WHAT IS ASKED: In the records below, update the lines starting with the one that contains "of the green" and going on through the one that contains "<point>208,161</point>". Replace "ceiling fan" with "light fixture", leave everything else unchanged, and give back only those lines.
--- Begin GIVEN RECORDS ---
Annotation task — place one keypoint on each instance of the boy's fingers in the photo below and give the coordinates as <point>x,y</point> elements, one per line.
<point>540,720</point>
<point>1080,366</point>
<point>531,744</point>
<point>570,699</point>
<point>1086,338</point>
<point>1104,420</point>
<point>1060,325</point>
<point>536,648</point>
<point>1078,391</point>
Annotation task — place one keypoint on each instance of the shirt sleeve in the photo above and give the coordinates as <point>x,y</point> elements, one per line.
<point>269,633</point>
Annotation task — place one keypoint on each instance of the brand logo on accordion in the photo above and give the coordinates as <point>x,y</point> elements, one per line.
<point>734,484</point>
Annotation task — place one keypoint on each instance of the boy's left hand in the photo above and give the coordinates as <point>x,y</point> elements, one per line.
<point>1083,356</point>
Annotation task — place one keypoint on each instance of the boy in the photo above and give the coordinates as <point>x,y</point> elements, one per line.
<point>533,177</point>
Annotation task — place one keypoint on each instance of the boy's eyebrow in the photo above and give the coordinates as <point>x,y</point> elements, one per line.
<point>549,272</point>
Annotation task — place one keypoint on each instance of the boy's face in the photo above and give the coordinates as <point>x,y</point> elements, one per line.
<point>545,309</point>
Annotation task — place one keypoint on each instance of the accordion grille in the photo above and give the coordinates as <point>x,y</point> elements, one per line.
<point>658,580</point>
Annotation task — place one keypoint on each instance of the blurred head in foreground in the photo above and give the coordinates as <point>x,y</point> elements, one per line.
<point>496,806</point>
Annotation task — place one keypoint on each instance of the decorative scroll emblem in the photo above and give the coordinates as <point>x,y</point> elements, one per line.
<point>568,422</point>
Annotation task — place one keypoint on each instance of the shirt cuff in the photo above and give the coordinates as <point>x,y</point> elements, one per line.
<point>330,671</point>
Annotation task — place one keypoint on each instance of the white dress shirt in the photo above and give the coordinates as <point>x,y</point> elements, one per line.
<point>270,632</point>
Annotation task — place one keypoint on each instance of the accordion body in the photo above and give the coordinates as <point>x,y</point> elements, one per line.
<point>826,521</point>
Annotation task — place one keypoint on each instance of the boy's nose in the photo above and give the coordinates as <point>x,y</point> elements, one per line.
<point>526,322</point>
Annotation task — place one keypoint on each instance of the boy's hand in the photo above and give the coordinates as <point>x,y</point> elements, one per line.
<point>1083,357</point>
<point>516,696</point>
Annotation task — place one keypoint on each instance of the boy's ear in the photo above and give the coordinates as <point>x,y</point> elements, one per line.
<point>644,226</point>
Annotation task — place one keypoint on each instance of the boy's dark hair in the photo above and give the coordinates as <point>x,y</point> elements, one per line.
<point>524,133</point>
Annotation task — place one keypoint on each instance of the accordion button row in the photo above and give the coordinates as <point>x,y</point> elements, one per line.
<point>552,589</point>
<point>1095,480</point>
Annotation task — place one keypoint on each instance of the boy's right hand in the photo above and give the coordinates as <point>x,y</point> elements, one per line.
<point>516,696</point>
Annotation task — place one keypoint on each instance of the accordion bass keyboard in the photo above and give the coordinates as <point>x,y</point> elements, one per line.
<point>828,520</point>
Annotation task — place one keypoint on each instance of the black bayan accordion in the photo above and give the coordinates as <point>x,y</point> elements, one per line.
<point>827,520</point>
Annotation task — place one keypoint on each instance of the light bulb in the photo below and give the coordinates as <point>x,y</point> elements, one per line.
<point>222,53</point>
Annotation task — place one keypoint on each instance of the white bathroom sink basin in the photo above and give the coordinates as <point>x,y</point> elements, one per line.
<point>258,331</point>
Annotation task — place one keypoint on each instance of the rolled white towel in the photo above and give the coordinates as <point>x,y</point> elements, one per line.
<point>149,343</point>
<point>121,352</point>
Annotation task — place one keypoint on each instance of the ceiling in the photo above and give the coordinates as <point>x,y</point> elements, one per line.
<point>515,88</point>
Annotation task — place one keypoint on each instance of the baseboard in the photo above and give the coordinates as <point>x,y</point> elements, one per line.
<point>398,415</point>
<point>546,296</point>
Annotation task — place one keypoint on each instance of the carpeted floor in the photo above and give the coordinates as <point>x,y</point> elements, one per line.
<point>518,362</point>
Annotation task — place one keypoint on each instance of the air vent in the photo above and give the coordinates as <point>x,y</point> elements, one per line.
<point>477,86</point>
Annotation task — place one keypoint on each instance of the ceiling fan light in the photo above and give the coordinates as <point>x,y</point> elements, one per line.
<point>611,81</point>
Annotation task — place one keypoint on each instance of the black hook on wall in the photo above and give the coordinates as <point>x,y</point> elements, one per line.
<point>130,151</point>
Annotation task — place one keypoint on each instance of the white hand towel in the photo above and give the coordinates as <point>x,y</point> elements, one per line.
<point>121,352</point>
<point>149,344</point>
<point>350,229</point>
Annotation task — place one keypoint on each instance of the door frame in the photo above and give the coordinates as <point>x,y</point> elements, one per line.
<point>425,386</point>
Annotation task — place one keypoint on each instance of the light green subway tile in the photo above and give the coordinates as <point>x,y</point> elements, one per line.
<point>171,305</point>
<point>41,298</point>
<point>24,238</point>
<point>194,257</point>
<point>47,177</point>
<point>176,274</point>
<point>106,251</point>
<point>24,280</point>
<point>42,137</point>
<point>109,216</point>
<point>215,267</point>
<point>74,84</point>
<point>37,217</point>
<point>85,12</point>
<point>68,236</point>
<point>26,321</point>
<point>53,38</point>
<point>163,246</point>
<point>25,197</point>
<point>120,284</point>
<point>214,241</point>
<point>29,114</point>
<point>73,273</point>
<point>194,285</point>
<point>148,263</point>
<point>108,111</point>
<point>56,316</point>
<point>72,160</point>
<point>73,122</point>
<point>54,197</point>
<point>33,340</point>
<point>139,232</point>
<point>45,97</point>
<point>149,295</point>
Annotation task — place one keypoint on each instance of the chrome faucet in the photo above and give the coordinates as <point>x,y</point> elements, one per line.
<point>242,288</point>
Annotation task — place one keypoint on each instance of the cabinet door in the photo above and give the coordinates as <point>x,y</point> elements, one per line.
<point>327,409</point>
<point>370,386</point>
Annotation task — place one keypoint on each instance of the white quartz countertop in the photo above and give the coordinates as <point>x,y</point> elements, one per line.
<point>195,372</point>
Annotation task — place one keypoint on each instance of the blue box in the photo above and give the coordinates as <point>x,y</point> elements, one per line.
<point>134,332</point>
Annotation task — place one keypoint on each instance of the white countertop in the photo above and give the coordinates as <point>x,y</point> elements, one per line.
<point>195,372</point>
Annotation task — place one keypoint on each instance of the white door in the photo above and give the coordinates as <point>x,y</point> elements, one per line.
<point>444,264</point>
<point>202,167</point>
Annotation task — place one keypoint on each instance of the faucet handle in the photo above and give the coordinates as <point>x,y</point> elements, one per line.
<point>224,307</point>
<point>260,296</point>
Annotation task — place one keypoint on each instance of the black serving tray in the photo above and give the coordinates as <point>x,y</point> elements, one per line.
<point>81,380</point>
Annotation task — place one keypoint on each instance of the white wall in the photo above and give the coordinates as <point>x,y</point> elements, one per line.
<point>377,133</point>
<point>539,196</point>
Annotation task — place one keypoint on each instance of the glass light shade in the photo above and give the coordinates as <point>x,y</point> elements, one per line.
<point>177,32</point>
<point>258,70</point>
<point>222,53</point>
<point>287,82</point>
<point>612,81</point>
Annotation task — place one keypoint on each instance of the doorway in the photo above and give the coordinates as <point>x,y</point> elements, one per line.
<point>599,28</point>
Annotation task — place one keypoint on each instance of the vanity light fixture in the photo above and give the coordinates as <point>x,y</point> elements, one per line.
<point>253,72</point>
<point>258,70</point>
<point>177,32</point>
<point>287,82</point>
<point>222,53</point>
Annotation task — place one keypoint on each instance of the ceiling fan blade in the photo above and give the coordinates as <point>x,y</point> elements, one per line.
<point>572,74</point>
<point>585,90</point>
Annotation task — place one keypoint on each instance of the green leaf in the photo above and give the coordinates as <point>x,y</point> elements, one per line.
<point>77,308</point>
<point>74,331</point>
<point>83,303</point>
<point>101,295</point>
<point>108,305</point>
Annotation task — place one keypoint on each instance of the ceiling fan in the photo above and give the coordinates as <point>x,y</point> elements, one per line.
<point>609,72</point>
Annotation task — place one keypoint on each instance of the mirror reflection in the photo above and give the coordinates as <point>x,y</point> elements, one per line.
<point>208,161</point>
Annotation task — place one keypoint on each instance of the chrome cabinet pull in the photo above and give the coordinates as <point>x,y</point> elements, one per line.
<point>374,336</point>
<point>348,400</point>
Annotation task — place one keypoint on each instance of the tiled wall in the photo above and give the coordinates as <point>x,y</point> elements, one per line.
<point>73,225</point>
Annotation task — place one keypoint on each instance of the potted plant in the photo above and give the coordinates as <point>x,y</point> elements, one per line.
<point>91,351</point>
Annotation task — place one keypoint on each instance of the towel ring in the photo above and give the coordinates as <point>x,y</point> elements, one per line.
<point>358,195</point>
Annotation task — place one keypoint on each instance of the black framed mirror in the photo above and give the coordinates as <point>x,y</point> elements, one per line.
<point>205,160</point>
--- End GIVEN RECORDS ---
WRITTEN ANSWER:
Annotation task — place one keypoint on each instance of the green leaf in the photo above and give the coordinates as <point>x,y</point> elements, one per line.
<point>77,308</point>
<point>74,331</point>
<point>83,303</point>
<point>101,295</point>
<point>108,305</point>
Annotation task — place one keypoint on each instance of the light fixture in the photo above and give the coordinates as <point>x,y</point> elements, one per line.
<point>609,72</point>
Annotation task — place one keypoint on each instance of the mirror reflection in the photo above and give the coordinates as <point>x,y</point> elements, one per line.
<point>208,161</point>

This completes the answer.